(Natural-language object grounding data)
* * * * * * *
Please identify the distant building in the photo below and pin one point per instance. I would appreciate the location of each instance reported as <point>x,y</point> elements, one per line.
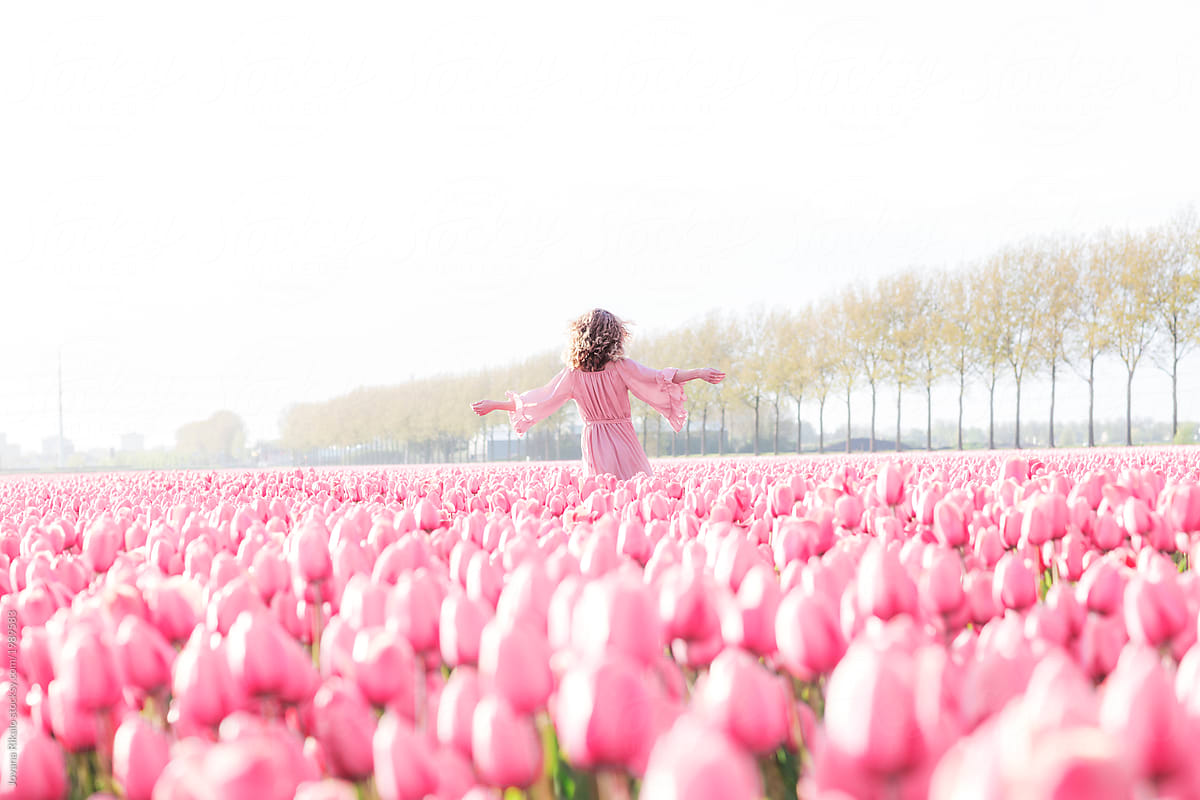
<point>51,446</point>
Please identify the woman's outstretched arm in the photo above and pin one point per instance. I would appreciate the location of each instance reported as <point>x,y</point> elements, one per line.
<point>486,407</point>
<point>705,373</point>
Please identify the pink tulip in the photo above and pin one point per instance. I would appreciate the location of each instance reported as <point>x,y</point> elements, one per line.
<point>941,585</point>
<point>1181,507</point>
<point>889,483</point>
<point>1015,468</point>
<point>73,726</point>
<point>41,767</point>
<point>383,667</point>
<point>87,669</point>
<point>849,511</point>
<point>869,711</point>
<point>603,713</point>
<point>616,614</point>
<point>309,553</point>
<point>456,709</point>
<point>345,725</point>
<point>749,619</point>
<point>885,589</point>
<point>204,691</point>
<point>1155,609</point>
<point>783,498</point>
<point>255,649</point>
<point>744,701</point>
<point>364,602</point>
<point>101,542</point>
<point>413,609</point>
<point>427,516</point>
<point>173,605</point>
<point>141,752</point>
<point>1107,533</point>
<point>461,624</point>
<point>327,789</point>
<point>949,523</point>
<point>231,601</point>
<point>809,638</point>
<point>1139,707</point>
<point>143,655</point>
<point>1014,584</point>
<point>257,768</point>
<point>696,762</point>
<point>1099,644</point>
<point>504,744</point>
<point>1101,588</point>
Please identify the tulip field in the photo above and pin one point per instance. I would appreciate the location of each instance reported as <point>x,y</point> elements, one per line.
<point>987,625</point>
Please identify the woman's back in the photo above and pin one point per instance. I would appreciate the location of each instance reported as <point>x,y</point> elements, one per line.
<point>600,379</point>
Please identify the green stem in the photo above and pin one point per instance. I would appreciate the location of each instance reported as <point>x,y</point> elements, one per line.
<point>316,626</point>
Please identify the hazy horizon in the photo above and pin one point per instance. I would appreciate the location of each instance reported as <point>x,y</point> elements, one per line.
<point>240,208</point>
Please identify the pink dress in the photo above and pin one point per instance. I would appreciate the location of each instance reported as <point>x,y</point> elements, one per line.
<point>610,444</point>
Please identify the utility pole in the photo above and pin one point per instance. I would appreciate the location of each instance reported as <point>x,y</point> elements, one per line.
<point>60,409</point>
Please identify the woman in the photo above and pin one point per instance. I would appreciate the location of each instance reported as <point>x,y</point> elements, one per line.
<point>599,378</point>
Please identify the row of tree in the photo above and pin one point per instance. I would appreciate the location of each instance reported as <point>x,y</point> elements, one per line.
<point>1029,311</point>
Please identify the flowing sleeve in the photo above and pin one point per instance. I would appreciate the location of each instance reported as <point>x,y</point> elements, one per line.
<point>657,389</point>
<point>539,403</point>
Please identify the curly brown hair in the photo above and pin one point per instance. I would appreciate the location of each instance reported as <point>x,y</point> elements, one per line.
<point>595,338</point>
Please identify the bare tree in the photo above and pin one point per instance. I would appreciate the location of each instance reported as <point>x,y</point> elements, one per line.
<point>826,364</point>
<point>1021,270</point>
<point>987,330</point>
<point>959,298</point>
<point>1176,298</point>
<point>1057,294</point>
<point>867,331</point>
<point>899,306</point>
<point>1089,336</point>
<point>1129,313</point>
<point>934,341</point>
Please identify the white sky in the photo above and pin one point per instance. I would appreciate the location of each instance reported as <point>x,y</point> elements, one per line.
<point>240,205</point>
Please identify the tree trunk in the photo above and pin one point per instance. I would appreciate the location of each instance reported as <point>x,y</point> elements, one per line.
<point>847,419</point>
<point>1054,371</point>
<point>821,426</point>
<point>1129,409</point>
<point>929,416</point>
<point>1175,395</point>
<point>777,427</point>
<point>873,416</point>
<point>963,383</point>
<point>1018,437</point>
<point>756,401</point>
<point>799,428</point>
<point>991,414</point>
<point>1091,402</point>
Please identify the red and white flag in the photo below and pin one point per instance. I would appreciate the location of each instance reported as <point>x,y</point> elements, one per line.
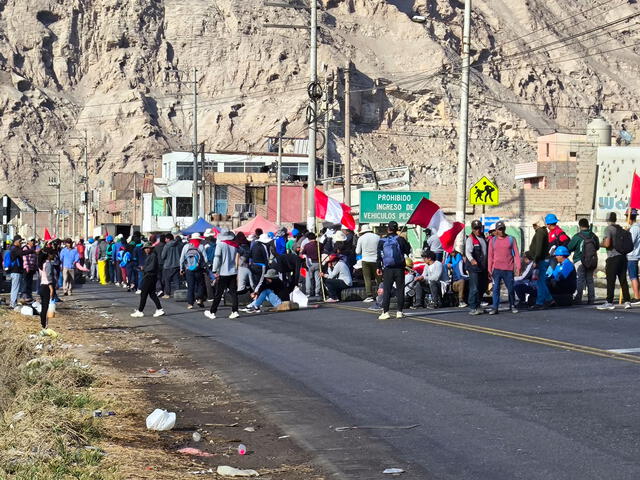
<point>331,210</point>
<point>429,215</point>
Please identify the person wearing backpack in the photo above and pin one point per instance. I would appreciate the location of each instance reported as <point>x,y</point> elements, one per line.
<point>191,266</point>
<point>392,250</point>
<point>475,253</point>
<point>585,245</point>
<point>634,256</point>
<point>618,243</point>
<point>504,259</point>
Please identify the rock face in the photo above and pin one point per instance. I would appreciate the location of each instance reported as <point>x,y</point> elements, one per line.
<point>123,70</point>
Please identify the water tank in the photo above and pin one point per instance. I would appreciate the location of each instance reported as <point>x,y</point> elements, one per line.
<point>599,132</point>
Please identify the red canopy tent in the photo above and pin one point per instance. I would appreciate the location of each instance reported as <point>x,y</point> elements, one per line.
<point>257,222</point>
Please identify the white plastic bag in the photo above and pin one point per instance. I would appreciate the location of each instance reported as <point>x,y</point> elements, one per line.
<point>161,420</point>
<point>300,298</point>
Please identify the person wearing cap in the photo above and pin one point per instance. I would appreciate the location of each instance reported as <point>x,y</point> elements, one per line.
<point>392,251</point>
<point>503,261</point>
<point>338,278</point>
<point>272,290</point>
<point>367,247</point>
<point>539,248</point>
<point>557,236</point>
<point>585,267</point>
<point>634,256</point>
<point>225,271</point>
<point>260,259</point>
<point>616,265</point>
<point>562,279</point>
<point>150,273</point>
<point>475,253</point>
<point>192,261</point>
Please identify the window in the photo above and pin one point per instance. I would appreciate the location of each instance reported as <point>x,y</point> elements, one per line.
<point>256,195</point>
<point>184,171</point>
<point>184,207</point>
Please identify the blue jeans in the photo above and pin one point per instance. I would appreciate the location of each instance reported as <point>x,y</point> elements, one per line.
<point>267,295</point>
<point>506,276</point>
<point>543,290</point>
<point>16,283</point>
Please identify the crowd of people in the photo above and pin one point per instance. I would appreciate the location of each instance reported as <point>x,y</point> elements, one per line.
<point>556,268</point>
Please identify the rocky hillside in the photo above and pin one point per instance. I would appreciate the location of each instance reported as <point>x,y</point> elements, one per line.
<point>121,70</point>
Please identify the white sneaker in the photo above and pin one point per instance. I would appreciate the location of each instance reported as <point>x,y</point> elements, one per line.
<point>606,306</point>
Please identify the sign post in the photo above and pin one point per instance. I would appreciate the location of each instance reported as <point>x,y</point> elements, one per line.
<point>484,192</point>
<point>383,206</point>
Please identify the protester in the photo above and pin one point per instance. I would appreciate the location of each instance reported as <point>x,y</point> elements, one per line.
<point>150,273</point>
<point>68,258</point>
<point>618,243</point>
<point>367,247</point>
<point>390,258</point>
<point>475,252</point>
<point>459,278</point>
<point>585,245</point>
<point>634,256</point>
<point>562,279</point>
<point>191,266</point>
<point>272,290</point>
<point>525,285</point>
<point>225,270</point>
<point>310,253</point>
<point>338,278</point>
<point>504,260</point>
<point>539,249</point>
<point>433,274</point>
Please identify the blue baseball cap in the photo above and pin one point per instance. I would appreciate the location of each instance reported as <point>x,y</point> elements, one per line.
<point>550,219</point>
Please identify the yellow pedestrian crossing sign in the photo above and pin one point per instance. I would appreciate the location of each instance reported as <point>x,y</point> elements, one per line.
<point>484,192</point>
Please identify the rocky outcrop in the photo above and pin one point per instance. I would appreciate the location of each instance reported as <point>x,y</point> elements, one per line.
<point>123,71</point>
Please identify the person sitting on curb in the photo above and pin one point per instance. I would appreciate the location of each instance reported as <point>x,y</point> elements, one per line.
<point>338,278</point>
<point>271,289</point>
<point>562,279</point>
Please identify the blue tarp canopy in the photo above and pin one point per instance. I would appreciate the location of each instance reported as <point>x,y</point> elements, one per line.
<point>199,227</point>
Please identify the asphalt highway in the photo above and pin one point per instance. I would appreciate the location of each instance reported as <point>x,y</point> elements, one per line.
<point>440,394</point>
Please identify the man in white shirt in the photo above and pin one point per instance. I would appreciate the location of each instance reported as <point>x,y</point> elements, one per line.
<point>434,273</point>
<point>367,246</point>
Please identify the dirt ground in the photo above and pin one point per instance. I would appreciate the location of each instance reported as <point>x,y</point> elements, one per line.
<point>129,362</point>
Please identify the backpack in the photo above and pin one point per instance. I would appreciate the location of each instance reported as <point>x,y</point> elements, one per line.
<point>622,241</point>
<point>193,259</point>
<point>391,253</point>
<point>7,263</point>
<point>589,252</point>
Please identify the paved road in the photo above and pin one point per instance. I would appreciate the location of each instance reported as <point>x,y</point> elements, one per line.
<point>532,396</point>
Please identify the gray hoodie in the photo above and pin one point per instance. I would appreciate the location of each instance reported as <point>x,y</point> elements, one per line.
<point>224,260</point>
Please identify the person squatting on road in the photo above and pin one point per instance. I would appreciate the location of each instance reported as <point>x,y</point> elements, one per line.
<point>391,264</point>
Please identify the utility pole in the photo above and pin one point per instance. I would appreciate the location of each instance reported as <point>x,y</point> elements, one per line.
<point>347,134</point>
<point>196,203</point>
<point>464,115</point>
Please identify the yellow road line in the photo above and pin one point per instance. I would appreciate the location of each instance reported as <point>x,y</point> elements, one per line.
<point>512,335</point>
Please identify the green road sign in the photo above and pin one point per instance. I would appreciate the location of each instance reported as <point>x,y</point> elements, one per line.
<point>382,206</point>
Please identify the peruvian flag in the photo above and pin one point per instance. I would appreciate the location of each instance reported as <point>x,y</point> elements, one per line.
<point>429,215</point>
<point>634,201</point>
<point>331,210</point>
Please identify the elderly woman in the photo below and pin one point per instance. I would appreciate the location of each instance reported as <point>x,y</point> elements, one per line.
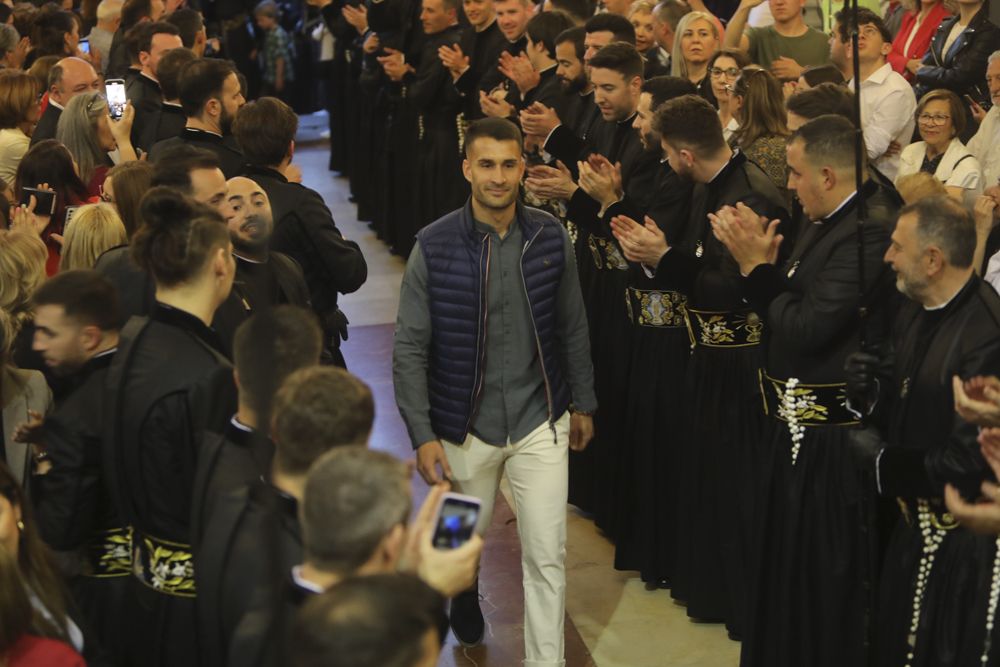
<point>88,131</point>
<point>696,40</point>
<point>19,112</point>
<point>95,229</point>
<point>940,121</point>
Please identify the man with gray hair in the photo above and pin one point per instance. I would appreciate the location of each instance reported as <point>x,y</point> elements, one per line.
<point>946,333</point>
<point>109,17</point>
<point>68,78</point>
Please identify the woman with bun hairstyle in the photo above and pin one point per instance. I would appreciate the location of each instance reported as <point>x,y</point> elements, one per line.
<point>169,382</point>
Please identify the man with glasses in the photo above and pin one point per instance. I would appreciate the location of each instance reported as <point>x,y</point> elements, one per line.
<point>887,100</point>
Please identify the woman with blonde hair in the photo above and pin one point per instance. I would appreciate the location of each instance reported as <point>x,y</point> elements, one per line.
<point>19,113</point>
<point>696,40</point>
<point>94,229</point>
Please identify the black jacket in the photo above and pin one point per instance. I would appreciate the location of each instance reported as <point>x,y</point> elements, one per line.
<point>230,155</point>
<point>304,230</point>
<point>46,127</point>
<point>963,68</point>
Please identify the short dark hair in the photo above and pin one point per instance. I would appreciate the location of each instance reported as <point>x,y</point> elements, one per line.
<point>168,70</point>
<point>546,27</point>
<point>665,88</point>
<point>173,168</point>
<point>499,129</point>
<point>577,35</point>
<point>84,295</point>
<point>264,129</point>
<point>826,98</point>
<point>365,621</point>
<point>620,57</point>
<point>817,74</point>
<point>270,346</point>
<point>956,108</point>
<point>353,498</point>
<point>200,81</point>
<point>315,410</point>
<point>945,223</point>
<point>844,20</point>
<point>150,30</point>
<point>189,22</point>
<point>177,237</point>
<point>620,27</point>
<point>828,141</point>
<point>690,122</point>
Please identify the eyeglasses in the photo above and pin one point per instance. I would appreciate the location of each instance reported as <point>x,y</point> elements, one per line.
<point>730,72</point>
<point>928,119</point>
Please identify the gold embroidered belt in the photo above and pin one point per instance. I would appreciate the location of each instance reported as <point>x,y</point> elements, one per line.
<point>815,404</point>
<point>655,308</point>
<point>164,566</point>
<point>724,329</point>
<point>108,554</point>
<point>940,517</point>
<point>606,254</point>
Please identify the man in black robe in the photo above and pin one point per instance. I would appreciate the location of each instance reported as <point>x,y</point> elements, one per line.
* * * * * * *
Work item ▸
Write out exactly the lines starting with the one that holds "Please identify the gold" and running through the last line above.

Answer section ▸
Please identify the gold embroidered belt in the photo above and pin one point per instance. I would appreciate the location of each instance reported as <point>x,y</point> elements, one per line.
<point>815,404</point>
<point>655,308</point>
<point>164,566</point>
<point>724,329</point>
<point>108,554</point>
<point>940,517</point>
<point>606,254</point>
Please identify the man in black robe in the photo above and pin one point per instance. I would appreciate the location of each instance reported as <point>x,y</point> elements, one per line.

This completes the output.